----- MATERIAL PROVIDED

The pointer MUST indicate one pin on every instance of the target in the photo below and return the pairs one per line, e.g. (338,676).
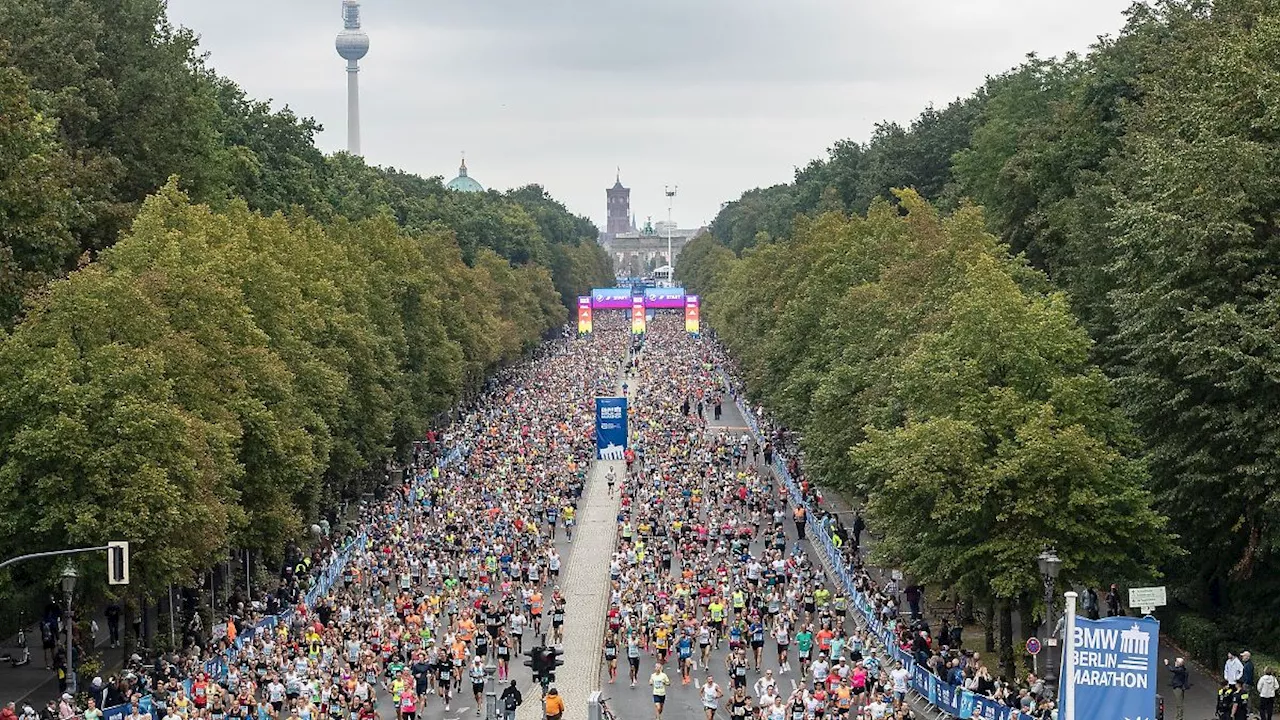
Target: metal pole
(1069,657)
(71,659)
(490,693)
(32,555)
(671,259)
(173,636)
(1050,625)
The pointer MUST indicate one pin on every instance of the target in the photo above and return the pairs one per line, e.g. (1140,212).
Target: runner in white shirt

----------

Please repeat the listing above, switching "pointer" to "annotator" wherever it appears and changing nothing else. Leave the pictures out of your answer.

● ANSWER:
The annotator MUST indicate one pin on every instance of the target in the photo below and return the pairs one per line, e.g. (338,676).
Target: metal pole
(1069,657)
(71,659)
(490,693)
(32,555)
(671,259)
(173,636)
(1050,625)
The annotator MUST indicate one pin on every instance of the target in the photo above and return the pairs one per line, e.g. (1140,212).
Target: runner in white shirt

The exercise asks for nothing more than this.